• **Data shown**
• • • •

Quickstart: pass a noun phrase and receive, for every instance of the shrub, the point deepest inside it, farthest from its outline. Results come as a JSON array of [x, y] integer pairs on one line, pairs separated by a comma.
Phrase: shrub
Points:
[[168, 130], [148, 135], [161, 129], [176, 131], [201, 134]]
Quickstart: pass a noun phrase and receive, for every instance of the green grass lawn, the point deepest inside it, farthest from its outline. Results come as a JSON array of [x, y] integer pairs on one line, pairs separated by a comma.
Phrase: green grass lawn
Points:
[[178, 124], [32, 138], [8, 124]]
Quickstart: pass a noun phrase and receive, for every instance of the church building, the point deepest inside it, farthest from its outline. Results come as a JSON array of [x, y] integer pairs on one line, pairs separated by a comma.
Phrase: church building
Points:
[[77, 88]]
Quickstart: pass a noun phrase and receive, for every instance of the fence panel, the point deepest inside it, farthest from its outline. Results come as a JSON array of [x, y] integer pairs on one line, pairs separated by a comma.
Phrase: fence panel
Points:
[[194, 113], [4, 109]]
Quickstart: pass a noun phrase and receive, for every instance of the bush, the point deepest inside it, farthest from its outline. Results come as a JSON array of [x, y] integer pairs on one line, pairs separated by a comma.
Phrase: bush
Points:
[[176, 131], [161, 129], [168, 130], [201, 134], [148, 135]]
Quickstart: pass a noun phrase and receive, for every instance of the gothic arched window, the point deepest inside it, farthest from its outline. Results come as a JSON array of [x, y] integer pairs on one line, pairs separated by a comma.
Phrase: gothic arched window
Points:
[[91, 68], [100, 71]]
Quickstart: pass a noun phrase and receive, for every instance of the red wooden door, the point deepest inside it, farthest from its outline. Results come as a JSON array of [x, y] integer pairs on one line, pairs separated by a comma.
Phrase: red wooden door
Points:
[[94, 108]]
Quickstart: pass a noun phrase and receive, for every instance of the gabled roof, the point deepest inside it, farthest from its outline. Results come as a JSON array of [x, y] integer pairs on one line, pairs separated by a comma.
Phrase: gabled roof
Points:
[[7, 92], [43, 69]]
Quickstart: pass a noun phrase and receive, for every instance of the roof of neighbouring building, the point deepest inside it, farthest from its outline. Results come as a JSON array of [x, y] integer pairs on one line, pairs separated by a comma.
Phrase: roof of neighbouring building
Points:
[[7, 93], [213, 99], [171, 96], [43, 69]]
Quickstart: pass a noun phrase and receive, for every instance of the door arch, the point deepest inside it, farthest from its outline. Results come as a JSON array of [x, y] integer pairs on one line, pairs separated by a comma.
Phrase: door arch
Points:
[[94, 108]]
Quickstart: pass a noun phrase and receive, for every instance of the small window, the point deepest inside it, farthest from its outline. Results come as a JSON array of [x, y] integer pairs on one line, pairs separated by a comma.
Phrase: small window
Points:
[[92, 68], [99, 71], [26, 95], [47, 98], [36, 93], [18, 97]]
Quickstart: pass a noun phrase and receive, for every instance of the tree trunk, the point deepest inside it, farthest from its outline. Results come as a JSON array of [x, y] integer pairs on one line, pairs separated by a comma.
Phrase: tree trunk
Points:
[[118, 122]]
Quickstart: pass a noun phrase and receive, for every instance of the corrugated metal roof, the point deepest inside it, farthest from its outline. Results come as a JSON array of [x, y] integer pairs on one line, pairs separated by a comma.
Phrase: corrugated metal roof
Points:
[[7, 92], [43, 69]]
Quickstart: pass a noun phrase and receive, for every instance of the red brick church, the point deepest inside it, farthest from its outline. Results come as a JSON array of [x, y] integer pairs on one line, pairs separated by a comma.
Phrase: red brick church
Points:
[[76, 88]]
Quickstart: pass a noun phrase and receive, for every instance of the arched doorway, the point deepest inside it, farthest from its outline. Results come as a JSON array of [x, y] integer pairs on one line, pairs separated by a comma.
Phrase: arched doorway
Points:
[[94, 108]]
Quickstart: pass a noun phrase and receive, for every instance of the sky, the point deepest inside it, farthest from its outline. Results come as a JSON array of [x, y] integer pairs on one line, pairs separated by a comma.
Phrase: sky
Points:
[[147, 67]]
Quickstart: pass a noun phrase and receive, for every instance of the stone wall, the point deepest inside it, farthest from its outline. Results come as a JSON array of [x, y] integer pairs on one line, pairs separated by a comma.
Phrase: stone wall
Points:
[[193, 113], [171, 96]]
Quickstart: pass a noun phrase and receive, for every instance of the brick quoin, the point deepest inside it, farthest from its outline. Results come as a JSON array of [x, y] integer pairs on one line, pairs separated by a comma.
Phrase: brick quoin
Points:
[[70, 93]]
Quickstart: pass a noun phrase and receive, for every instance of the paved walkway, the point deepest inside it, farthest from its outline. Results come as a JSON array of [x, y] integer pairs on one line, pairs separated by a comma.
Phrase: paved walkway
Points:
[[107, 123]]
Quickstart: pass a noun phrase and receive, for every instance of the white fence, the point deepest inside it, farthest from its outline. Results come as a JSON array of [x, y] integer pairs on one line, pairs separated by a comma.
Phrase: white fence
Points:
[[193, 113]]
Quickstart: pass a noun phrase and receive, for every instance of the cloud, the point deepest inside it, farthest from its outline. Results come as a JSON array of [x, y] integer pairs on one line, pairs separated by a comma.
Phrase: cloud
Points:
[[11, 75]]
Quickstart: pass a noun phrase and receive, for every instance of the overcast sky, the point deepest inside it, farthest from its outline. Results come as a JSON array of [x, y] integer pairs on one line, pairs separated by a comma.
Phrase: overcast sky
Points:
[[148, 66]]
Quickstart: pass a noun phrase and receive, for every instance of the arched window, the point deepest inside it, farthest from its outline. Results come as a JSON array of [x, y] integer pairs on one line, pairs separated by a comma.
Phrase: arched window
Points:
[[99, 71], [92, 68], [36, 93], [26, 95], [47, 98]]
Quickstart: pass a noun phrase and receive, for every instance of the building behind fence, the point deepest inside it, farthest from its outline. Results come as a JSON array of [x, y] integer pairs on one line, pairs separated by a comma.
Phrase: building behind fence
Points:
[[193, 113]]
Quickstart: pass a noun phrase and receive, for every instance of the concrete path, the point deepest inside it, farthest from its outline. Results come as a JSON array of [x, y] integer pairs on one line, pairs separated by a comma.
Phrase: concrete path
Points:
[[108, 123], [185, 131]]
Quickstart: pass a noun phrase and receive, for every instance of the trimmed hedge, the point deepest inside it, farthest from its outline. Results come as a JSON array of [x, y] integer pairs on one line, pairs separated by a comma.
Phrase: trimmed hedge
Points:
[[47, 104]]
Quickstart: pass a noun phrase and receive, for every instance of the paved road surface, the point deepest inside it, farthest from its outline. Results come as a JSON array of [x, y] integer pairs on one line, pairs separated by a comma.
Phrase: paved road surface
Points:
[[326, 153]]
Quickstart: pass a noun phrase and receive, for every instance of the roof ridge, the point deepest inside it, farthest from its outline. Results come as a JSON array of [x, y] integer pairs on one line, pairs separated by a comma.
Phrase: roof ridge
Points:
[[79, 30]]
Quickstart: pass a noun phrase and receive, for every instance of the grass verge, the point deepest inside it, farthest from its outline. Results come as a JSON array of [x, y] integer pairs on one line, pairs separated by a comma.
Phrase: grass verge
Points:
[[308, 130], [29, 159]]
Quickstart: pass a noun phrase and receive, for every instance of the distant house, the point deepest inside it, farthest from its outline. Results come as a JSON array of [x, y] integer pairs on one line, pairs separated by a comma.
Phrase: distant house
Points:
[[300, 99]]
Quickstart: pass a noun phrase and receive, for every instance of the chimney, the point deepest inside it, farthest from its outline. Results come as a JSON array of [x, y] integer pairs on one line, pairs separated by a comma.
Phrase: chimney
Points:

• • • •

Update all of the records above by replacing "integer pairs" with "whole-number pairs" wherever it appears, leaving every other part of the lines unchanged.

• **Problem solution**
Quickstart: pass a noun phrase and receive, for every instance of the shrub, the point deepest inside it, farthest from its outline. Results come as a JSON array of [x, y] whole-number pairs on one line, pairs separated by a comma.
Phrase: shrub
Points:
[[168, 130], [148, 135], [161, 129], [176, 131], [201, 134]]
Quickstart: pass a noun phrase and receive, for every instance of the green grass lawn, the point deepest inside it, farthest from its outline. Results come as a JSON array of [x, y] whole-number pairs on one line, pairs separated by a comma.
Phrase: green grass lawn
Points:
[[178, 124], [32, 138], [8, 124]]
Quickstart: pass a noun phrase and receive, for every instance of the church building, the point deepest inside it, farthest from its outline. Results come as a JSON array of [x, y] whole-number pairs on one line, pairs separated by a comma.
Phrase: church building
Points:
[[77, 88]]
Quickstart: pass a noun phrase and receive, for every instance of the fence panel, the point deepest inside it, farthest from its outline. Results come as a JSON array of [x, y] whole-number pairs on one line, pairs separated by a comma.
Phrase: fence panel
Points:
[[194, 113], [4, 109]]
Quickstart: pass a noun phrase and receive, for every instance of the bush, the point deepest inside it, farthest from its outline. Results come as a JSON array of [x, y] whole-number pairs on one line, pairs separated by a comma.
Phrase: bush
Points:
[[176, 131], [161, 129], [168, 130], [201, 134], [148, 135]]
Quickstart: pass a noun phrase and receive, for every instance of the gothic arched window, the point deepest inside it, farthest from its outline. Results come as a JSON array of [x, y] whole-number pairs on one line, pairs separated by a comma.
Phrase: gothic arched window
Points:
[[91, 68], [100, 71]]
Quickstart: pass a noun phrase and receive, for every instance of the red wooden door, the point deepest inside it, farthest from its outline. Results come as a JSON array of [x, y] whole-number pairs on one line, pairs separated by a comma.
Phrase: red wooden door
Points:
[[94, 108]]
Quickstart: pass a noun phrase and receive, for every instance of the gabled roof, the point deepest inside it, farthest from its outline. Results come as a JSON array of [x, y] whole-number pairs on one line, pairs separated by a comma.
Phrase: gabled roof
Points:
[[7, 92], [43, 69]]
Quickstart: pass a noun phrase and receive, for every instance of the roof of neighbouring building, the point deepest inside it, farthest from its outline. Results come as a JSON array of [x, y] whole-number pairs on one line, pairs separated by a comma.
Phrase: roof of neighbouring building
Points:
[[7, 93], [213, 99], [171, 96], [43, 69]]
Quickstart: pass a noun phrase and receive, for every instance of the door arch, the point deepest inside it, farthest from its outline. Results come as a JSON array of [x, y] whole-number pairs on one line, pairs separated by a comma.
Phrase: door arch
Points:
[[94, 108]]
Quickstart: pass a noun phrase and receive, for every instance of the small window, the point deepest inside it, farthest from its outline. Results come as a JSON array of [x, y] whole-number pairs on one line, pairs separated by a comma.
Phrase: small window
Points:
[[92, 68], [99, 71], [26, 95], [47, 98], [36, 93], [18, 97]]
Quickstart: pass a noun phrase and receive, for every instance of the tree trunk, the point deepest inside it, farthest from its outline. Results come as a JSON array of [x, y] whole-number pairs on one line, pairs separated by a comma.
Phrase: tree trunk
Points:
[[118, 122]]
Quickstart: pass a noun phrase and receive, for every instance of the corrugated metal roof, the point deepest inside it, farthest from its outline. Results come as a JSON array of [x, y] whole-number pairs on one line, pairs separated by a comma.
Phrase: corrugated metal roof
Points:
[[7, 92], [43, 69]]
Quickstart: pass a noun phrase and receive, for every instance of the red brick church, the point deepest inside it, farthest from its outline. Results come as a JSON array of [x, y] whole-number pairs on one line, pairs separated by a comma.
Phrase: red brick church
Points:
[[76, 88]]
Quickstart: pass a noun phrase and receive, for every instance of the arched doorway, the point deepest inside it, farthest from its outline. Results come as a JSON array of [x, y] whole-number pairs on one line, pairs separated by a comma.
Phrase: arched doorway
Points:
[[94, 108]]
Quickstart: pass a noun phrase and receive, for every instance of the sky, the point deepest inside it, farthest from its outline. Results come as a JSON array of [x, y] whole-number pairs on one line, pairs separated by a comma.
Phrase: sky
Points:
[[147, 67]]
Quickstart: pass a noun phrase and receive, for every instance of the stone wall, the point deepest inside it, farthest from its outline. Results come as a JSON array of [x, y] whole-number pairs on one line, pairs separated by a comma.
Phrase: stone wall
Points:
[[193, 113], [171, 96]]
Quickstart: pass a noun phrase and receive, for every instance of the brick quoin, the point deepest inside it, farthest from its outline. Results come as a JSON array of [x, y] whole-number pairs on one line, pairs separated by a comma.
Phrase: brick quoin
Points:
[[70, 93]]
Quickstart: pass a noun phrase and receive, for every instance of the paved walkway, the point deepest inside it, farthest from its outline. Results come as a JSON array of [x, y] whole-number pairs on one line, pairs separated by a comma.
Phrase: paved walkway
Points:
[[107, 123]]
Quickstart: pass a noun phrase and receive, for every instance of the white fence, the point deepest inside it, farthest from its outline. Results come as a JSON array of [x, y] whole-number pairs on one line, pairs separated by a comma.
Phrase: white fence
Points:
[[193, 113]]
Quickstart: pass a noun phrase and receive, for every instance of the cloud, the point deepest inside it, farthest from its outline. Results come as a JSON array of [x, y] whole-number pairs on one line, pairs separated by a comma.
Phrase: cloud
Points:
[[11, 75]]
Quickstart: pass a noun phrase and receive, for every instance of the overcast sky, the point deepest inside it, farthest from its outline. Results come as a JSON array of [x, y] whole-number pairs on one line, pairs separated by a comma.
Phrase: overcast sky
Points:
[[148, 66]]
Quickstart: pass a noun phrase and receive, for every instance of the arched window, the point deepest inside it, farthest from its outline. Results come as a JSON array of [x, y] whole-number pairs on one line, pairs separated by a comma.
Phrase: arched window
Points:
[[99, 71], [92, 68], [36, 93], [26, 95], [47, 98]]
Quickstart: pass a noun phrase and receive, for every instance of the building behind fence, the point deepest inside it, farthest from its outline. Results come as a JSON array of [x, y] whole-number pairs on one line, pairs separated by a comma.
Phrase: building behind fence
Points:
[[193, 113]]
Quickstart: pass a noun phrase and receive, for every instance of the concrete path, the point deepest inside it, farthest from its outline. Results come as a JSON array of [x, y] whole-number pairs on one line, pairs separated by a comma.
Phrase: concrete path
Points:
[[108, 123], [185, 131]]
Quickstart: pass a noun phrase and receive, for every instance of the trimmed hedge, the point deepest inside it, farthest from its outline. Results come as a JSON array of [x, y] whole-number pairs on one line, pairs separated by a comma.
Phrase: trimmed hedge
Points:
[[47, 104]]
Quickstart: pass a noun phrase and receive, for every instance of the paved road surface, the point deepest inside it, farthest from its outline. Results come as a JSON array of [x, y] whole-number pairs on one line, pairs separated by a comma.
Phrase: paved road surface
Points:
[[326, 153]]
Quickstart: pass a noun phrase and receive, for every instance of the roof ridge, the point deepest inside it, farthest from its outline. Results come as a JSON array of [x, y] whole-number pairs on one line, pairs separated by a comma.
Phrase: roof ridge
Points:
[[79, 30]]
Quickstart: pass a noun phrase and receive, for every instance of the grass verge, the point deepest inside it, farthest from its outline. Results come as a JSON array of [x, y] whole-number pairs on one line, pairs separated by a comma.
Phrase: grass verge
Points:
[[308, 130], [29, 159]]
Quickstart: pass a noun phrase and receive, for every instance of the distant house, the point deepest inside it, farthest from its outline. Results come as a JSON array of [x, y] whole-number pairs on one line, pairs separated by a comma.
Phrase: distant house
Points:
[[300, 99]]
Quickstart: pass a noun phrase and receive, for every instance of the chimney, the point deepest inside it, farthest from its outline. Results come as a JSON array of [x, y] whole-number pairs on one line, pairs separated by a comma.
Phrase: chimney
Points:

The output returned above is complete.